After all, from a biological perspective, it makes perfect sense. Light hits your eyes in the morning so you wake up and go hunting. And when night falls, you go to bed and rest. But since we aren't exactly hunters or gatherers anymore, we need to give the topic more thought.
So, let's start with the most obvious observation – the light coming from most electronic devices can make your brain think it's still daylight. To combat this, you have a few options. For one, you can simply not use any electronic in the evening.
Secondly, you can turn on night mode on your screen so that it uses warmer colours and lessens the effect. Thirdly, get something like blue light-blocking glasses and wear them during the evening. This is especially useful for night owls that want to roll back their bedtime.
As a bonus tip, you can even use natural sunlight in order to shake off morning drowsiness. Just go outside if possible and the fresh air plus the sunlight will give you a nice boost of energy.
Another natural consequence of the day-night cycle is the fluctuation of temperature. After all, at night, it tends to be noticeably colder than during the day and our body has learned to react to this change.
So, if you prep your room for the ideal sleep temperature, you can make it believe that it's time to go to bed. Mind you, this doesn't mean that you should be freezing! In fact, if it's too cold, your body temperature will naturally rise and have the exact opposite effect.
Therefore, keep the temperature ideal for sleep (which is usually a bit lower than during the day) and if you're cold at night, consider getting some good pyjamas.
Although you can't control the day-night cycle or the Sun, some aspects of your circadian rhythm are more flexible. For example, timing your meals can fine-tune your inner clock! This just means that getting a big meal in the morning can signal your brain that it's go time while avoiding food at night lets it know that it's time to rest.
Plus, avoiding certain foods in the evening can help you fall asleep faster – which is always a plus. In fact, some professionals may even suggest limiting your calorie intake to the first 8/12 hours of the day, as it can potentially help establish a good circadian rhythm.
On a similar note, when you workout can also affect your schedule. For example, if you work out late at night, your body might get the sense that you need more energy and thus you won't be able to fall asleep for a few hours.
But aside from that, working out is only beneficial, as it can tire you out, better your health, and improve your overall sleep quality. Just be careful of when you do it and don't push yourself past your breaking point.
Lastly, we'd like to talk about mental health. Unlike the previous segments, you can't really time when you'll feel happy or sad. However, what you can do is make sure to keep your mind healthy 24/7 and thus better your overall sleep quality.
This is because stress can make falling asleep very difficult and thus ruin your sleep schedule. And when it comes to the relationship between depression and sleep, it's quite a destructive pairing as well. So, we strongly suggest seeing a professional if you feel like you might be suffering from serious mental strain.
And when it comes to everyday things that can help keep your mind positive, we suggest working out, getting fresh air, having a healthy diet, and having social contact of some kind. Plus, if you're troubled with stress in particular, getting a weighted blanket, drinking some tea, and/or doing yoga can help you manage.
Now that you know everything that can affect your sleep, it's time to actually optimize your circadian rhythm. So, here are the steps that we would suggest but keep in mind that it's not a one-size-fits-all solution and that you should tailor it to your own circumstances.
In conclusion, while we can't just snap our fingers and get a perfect night's rest every night (unfortunately), there's quite a lot we can do to help our bodies out. So, if you wake up tired to the bone but are full of energy when you go to bed, maybe it's time to get your circadian rhythm a tune-up.
And how to do that – well, as we said, with circadian hacking!

_Data section_
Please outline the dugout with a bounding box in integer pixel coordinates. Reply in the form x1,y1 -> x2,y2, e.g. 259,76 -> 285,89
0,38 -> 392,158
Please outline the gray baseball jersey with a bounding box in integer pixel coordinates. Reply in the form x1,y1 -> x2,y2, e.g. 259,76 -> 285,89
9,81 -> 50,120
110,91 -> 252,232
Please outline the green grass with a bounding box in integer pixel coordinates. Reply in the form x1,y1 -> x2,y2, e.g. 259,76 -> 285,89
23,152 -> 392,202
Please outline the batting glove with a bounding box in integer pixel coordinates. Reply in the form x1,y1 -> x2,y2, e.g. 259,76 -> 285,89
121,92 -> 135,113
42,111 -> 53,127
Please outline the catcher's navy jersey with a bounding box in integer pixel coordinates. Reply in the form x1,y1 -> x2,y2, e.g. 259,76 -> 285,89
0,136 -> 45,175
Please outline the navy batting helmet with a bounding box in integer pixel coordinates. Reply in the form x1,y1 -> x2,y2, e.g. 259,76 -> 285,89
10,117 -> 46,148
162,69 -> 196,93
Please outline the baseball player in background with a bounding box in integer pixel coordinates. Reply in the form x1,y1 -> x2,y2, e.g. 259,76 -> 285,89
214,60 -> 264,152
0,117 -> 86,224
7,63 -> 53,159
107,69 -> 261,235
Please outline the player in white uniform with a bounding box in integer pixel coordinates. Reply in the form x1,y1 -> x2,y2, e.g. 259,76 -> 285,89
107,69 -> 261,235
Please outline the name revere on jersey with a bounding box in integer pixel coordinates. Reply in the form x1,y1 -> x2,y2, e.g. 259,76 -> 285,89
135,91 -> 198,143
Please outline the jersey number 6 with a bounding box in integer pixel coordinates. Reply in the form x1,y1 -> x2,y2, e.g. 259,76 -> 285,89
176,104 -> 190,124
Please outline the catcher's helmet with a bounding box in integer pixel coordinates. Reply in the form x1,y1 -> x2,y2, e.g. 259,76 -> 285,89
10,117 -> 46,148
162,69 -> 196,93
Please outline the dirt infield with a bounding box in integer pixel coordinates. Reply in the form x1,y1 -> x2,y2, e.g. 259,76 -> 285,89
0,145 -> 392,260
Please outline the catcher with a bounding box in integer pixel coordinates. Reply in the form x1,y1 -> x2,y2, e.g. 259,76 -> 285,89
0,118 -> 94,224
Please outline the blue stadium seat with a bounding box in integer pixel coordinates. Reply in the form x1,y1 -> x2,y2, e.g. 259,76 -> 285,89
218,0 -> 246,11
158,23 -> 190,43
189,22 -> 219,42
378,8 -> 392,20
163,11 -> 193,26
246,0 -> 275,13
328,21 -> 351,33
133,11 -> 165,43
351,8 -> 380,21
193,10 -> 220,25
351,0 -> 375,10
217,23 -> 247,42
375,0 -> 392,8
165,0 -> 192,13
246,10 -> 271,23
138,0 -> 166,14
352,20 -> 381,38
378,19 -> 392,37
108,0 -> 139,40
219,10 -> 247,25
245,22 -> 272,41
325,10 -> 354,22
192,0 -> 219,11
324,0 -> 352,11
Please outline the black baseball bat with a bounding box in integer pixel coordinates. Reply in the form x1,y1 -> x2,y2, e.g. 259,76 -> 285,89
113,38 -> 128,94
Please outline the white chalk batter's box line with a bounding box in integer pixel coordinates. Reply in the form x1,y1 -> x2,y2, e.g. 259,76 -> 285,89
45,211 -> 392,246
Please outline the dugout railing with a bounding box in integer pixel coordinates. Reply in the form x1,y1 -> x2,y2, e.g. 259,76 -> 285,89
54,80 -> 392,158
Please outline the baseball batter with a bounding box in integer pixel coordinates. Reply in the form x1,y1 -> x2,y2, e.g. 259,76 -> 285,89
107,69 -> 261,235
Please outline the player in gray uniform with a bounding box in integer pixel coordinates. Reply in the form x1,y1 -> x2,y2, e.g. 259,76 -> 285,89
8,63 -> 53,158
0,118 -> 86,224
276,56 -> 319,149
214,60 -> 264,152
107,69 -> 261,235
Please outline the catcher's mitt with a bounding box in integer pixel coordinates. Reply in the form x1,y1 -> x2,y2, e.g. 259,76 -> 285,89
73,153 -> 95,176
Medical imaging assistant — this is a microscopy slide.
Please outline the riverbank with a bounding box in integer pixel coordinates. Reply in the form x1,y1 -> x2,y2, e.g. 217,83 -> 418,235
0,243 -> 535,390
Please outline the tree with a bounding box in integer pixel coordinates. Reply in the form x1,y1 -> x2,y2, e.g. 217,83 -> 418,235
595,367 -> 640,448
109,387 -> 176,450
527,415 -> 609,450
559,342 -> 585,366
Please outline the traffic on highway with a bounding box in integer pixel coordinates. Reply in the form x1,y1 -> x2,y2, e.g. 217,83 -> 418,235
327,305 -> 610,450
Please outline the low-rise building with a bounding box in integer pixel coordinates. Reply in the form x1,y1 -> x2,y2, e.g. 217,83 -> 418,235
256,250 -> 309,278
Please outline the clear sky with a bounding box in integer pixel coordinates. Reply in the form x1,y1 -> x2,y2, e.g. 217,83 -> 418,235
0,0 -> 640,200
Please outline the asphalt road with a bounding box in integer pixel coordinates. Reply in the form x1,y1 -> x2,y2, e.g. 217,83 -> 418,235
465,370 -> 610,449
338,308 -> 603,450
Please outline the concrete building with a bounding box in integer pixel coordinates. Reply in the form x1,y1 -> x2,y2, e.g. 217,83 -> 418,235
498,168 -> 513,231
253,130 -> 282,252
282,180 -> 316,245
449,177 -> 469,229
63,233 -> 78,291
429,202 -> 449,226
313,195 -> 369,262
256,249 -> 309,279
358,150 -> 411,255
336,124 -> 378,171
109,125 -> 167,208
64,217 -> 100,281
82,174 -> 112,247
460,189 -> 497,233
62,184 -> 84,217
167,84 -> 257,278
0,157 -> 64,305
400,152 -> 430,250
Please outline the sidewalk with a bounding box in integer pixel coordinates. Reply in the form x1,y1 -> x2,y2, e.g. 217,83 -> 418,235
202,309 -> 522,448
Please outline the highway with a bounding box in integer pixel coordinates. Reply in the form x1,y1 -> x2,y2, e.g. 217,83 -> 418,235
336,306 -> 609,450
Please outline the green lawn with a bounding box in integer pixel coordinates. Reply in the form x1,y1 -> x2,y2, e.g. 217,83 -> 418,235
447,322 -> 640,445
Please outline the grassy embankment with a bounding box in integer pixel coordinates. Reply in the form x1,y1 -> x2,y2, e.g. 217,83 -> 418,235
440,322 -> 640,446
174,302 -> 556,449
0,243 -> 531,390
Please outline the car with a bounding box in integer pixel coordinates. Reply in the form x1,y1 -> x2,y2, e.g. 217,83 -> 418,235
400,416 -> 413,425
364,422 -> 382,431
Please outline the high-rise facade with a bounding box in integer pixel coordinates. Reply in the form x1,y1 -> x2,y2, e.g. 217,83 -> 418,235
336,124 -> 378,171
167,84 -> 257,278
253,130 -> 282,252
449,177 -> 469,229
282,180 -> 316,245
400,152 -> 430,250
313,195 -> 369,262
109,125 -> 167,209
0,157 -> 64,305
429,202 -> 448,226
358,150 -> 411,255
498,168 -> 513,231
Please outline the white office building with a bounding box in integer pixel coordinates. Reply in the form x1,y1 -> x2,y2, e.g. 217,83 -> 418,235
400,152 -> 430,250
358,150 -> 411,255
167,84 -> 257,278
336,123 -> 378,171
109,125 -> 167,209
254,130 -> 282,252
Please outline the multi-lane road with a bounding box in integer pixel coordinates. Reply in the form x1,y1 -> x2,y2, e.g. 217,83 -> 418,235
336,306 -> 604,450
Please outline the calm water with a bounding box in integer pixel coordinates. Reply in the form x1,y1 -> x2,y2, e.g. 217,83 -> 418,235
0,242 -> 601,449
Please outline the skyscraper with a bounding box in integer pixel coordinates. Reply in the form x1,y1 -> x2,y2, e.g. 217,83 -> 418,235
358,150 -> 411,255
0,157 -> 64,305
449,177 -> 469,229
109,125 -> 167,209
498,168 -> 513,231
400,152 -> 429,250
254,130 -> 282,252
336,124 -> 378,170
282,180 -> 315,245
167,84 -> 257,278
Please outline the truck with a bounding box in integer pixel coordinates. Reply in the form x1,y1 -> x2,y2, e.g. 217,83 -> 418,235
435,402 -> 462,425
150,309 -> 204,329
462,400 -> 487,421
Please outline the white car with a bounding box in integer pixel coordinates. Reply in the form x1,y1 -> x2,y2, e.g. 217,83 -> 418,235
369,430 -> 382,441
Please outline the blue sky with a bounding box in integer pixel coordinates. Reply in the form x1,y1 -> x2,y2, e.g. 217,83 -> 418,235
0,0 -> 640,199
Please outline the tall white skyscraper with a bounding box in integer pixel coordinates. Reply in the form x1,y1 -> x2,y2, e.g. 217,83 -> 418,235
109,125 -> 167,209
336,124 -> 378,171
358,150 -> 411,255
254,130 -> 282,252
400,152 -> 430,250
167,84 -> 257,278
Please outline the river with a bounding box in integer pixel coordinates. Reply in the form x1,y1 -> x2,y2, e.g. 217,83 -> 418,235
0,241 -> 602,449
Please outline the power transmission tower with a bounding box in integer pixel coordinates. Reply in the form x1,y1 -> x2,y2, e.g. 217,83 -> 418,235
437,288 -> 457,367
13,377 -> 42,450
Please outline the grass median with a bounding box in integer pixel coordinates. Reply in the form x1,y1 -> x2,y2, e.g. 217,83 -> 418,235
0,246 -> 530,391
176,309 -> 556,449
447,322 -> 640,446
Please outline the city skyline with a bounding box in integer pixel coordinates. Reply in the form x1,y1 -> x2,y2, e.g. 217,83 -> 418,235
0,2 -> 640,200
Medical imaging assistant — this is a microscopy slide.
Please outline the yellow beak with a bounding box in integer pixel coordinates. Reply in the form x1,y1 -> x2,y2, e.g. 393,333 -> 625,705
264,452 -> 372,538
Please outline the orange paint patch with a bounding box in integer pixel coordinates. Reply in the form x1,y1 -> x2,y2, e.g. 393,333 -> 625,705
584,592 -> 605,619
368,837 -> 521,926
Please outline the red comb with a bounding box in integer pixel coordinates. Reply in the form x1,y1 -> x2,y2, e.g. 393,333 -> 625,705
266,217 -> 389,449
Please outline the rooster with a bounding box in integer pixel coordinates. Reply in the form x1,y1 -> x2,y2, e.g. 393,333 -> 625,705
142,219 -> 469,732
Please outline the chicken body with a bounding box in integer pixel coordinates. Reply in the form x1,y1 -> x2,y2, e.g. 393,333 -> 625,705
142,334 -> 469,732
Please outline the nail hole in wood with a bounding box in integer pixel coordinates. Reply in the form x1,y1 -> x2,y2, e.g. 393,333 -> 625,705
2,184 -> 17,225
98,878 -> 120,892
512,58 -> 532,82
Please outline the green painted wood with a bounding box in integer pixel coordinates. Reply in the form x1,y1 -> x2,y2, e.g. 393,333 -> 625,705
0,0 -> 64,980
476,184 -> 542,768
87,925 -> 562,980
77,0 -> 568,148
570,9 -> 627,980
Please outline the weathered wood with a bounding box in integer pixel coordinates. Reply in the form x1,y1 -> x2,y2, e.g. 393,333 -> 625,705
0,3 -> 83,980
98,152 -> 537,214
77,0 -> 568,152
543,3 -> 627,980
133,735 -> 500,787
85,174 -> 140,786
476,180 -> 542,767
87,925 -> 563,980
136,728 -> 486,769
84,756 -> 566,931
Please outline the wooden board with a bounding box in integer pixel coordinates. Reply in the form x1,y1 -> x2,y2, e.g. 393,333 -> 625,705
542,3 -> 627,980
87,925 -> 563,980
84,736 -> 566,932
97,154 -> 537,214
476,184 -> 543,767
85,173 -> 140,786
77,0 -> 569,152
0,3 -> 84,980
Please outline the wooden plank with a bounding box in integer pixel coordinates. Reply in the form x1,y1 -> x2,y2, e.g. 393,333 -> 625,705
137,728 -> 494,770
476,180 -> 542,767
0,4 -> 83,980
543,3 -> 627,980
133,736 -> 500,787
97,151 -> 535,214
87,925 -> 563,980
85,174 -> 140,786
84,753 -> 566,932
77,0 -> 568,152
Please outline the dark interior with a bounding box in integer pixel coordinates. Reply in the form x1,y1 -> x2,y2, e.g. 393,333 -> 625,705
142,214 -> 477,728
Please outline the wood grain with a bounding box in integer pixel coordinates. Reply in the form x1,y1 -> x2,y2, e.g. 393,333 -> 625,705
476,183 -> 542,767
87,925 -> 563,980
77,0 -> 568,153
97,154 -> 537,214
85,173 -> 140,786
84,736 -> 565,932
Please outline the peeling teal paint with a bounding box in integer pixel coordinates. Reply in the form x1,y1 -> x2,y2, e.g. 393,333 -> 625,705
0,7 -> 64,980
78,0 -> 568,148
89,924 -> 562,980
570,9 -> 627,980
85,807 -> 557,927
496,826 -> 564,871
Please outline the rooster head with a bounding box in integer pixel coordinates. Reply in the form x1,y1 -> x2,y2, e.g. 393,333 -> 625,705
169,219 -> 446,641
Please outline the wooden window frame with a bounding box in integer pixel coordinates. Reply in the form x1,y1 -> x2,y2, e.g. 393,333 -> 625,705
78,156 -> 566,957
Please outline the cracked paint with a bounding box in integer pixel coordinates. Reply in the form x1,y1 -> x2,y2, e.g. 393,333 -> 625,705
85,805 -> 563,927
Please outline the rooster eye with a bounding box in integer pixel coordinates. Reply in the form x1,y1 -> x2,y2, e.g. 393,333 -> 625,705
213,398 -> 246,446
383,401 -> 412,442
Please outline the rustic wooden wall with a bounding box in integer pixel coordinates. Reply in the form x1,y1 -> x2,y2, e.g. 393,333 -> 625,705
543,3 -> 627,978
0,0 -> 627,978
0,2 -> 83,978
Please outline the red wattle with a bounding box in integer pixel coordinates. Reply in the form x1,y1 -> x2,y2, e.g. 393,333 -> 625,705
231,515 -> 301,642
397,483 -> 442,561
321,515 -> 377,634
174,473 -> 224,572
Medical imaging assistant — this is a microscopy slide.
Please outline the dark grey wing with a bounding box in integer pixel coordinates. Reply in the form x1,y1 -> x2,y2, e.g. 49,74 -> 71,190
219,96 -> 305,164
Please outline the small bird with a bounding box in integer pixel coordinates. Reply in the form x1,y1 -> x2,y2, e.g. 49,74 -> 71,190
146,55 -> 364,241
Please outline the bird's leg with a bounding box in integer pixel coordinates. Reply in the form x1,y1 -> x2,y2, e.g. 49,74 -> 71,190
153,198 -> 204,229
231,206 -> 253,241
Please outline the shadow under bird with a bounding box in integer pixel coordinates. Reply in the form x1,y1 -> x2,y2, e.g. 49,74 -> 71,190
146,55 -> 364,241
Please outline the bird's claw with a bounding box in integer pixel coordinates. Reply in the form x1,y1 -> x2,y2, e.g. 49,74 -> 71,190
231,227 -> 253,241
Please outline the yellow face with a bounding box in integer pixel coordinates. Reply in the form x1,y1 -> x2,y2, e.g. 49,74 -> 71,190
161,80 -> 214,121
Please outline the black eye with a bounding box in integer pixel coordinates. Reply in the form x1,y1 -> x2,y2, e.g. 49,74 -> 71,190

_Exercise instructions_
Turn the paragraph of the circadian rhythm text that begins "And when it comes to everyday things" into a short list.

_Response_
To keep your mind positive day to day:
- Work out.
- Get fresh air.
- Eat a healthy diet.
- Have some kind of social contact.

To manage stress in particular:
- Get a weighted blanket.
- Drink some tea.
- Do yoga.